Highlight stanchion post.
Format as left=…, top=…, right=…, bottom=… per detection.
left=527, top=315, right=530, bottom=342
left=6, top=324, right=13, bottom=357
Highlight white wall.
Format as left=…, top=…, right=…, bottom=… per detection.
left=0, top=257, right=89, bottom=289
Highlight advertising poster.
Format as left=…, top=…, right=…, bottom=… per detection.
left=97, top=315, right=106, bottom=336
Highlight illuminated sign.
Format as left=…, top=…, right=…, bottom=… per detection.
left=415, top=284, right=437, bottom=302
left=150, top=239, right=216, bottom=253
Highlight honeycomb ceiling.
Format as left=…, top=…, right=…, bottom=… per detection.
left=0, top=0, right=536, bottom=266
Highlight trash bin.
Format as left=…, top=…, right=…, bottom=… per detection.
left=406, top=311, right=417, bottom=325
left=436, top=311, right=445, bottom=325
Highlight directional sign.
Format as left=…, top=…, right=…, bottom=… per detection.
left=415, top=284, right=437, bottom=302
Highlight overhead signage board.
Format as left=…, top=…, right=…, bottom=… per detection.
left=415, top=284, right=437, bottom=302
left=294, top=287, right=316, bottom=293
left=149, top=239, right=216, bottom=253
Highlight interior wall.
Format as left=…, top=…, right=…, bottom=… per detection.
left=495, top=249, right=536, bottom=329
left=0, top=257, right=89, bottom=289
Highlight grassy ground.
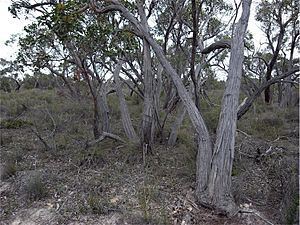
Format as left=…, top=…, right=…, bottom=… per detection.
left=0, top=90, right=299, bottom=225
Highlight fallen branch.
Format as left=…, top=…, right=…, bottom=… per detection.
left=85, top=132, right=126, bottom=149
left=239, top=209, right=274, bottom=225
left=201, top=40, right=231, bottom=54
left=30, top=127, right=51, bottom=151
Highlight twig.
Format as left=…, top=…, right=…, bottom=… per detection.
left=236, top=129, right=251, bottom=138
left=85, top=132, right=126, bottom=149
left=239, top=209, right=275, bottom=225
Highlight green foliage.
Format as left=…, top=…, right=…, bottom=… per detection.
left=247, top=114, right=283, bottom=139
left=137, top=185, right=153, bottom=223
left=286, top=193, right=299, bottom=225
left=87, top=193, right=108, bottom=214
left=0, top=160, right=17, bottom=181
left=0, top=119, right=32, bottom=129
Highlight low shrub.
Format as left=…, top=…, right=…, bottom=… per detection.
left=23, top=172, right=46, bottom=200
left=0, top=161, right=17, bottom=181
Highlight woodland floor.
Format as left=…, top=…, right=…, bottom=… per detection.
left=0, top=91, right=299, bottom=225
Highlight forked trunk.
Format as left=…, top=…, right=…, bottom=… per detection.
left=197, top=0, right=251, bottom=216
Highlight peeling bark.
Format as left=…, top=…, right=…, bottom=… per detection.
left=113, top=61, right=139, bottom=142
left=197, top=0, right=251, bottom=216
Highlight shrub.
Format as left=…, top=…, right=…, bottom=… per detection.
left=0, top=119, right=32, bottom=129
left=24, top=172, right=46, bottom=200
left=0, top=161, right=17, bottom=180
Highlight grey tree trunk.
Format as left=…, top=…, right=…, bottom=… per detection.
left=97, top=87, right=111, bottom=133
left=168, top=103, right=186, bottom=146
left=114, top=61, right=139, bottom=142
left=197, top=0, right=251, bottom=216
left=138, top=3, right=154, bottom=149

==

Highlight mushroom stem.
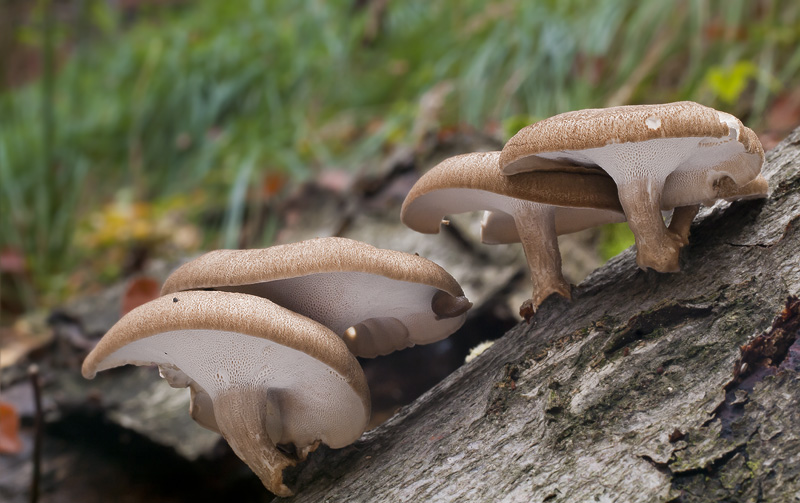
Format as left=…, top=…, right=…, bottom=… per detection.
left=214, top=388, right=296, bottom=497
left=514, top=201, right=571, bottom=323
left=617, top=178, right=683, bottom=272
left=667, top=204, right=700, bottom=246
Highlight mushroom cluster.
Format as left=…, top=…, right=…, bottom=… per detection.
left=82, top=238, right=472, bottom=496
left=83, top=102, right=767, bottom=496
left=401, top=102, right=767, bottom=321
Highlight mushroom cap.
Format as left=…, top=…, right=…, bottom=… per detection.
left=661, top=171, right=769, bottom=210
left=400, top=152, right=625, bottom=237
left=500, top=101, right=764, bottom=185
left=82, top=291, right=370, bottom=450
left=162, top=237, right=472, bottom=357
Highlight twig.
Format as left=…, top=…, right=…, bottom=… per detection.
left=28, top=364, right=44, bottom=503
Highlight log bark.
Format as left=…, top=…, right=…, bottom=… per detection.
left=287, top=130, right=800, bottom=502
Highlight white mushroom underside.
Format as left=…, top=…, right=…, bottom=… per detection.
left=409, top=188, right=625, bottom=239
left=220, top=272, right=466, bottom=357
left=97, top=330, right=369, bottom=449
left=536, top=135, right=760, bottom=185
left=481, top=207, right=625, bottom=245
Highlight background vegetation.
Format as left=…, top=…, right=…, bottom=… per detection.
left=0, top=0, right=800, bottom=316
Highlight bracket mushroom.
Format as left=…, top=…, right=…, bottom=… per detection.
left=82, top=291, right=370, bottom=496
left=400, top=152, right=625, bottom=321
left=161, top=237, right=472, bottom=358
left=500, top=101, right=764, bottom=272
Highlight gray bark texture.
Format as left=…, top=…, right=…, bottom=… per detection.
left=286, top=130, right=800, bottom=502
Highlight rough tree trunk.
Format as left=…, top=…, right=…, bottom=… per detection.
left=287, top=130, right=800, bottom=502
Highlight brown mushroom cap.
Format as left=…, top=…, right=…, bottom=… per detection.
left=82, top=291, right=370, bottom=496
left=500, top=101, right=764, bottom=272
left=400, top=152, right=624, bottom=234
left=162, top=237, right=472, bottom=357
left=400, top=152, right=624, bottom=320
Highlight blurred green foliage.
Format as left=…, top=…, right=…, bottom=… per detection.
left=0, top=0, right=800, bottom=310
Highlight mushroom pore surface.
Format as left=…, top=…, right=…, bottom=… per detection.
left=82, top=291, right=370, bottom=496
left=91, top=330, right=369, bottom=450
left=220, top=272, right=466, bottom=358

■ Stated problem
Return each line of the records above that contains the string "white". Matching is case-sensitive.

■ Written response
Highlight white wall.
Highlight white mushroom underside.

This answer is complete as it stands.